YOUR INSTRUCTIONS:
Render the lines below as a numbered list, omitting any blank lines.

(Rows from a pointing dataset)
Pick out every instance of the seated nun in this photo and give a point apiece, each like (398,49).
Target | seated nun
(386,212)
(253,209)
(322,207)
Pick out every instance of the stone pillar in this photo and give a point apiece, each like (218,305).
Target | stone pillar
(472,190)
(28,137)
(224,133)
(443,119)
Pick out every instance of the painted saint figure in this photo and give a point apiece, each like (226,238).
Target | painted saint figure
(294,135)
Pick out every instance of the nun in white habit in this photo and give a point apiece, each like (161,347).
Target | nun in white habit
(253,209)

EXERCISE SOLUTION:
1. Pick out every instance of the seated nun in this photo and give a point apiece, each like (398,49).
2. Target | seated nun
3. (386,212)
4. (253,209)
5. (322,207)
6. Pick out every instance of the stone pillar in this photo and give a point apiece, each like (218,305).
7. Target | stone pillar
8. (472,190)
9. (28,137)
10. (224,133)
11. (443,119)
12. Pick out every instance of the painted saint figure in this photo and give a point apiece, each like (226,238).
13. Target | painted saint figure
14. (294,135)
15. Pick out every instance of the nun in white habit in this photo and give a point apiece, each like (161,347).
16. Target | nun in white habit
17. (253,209)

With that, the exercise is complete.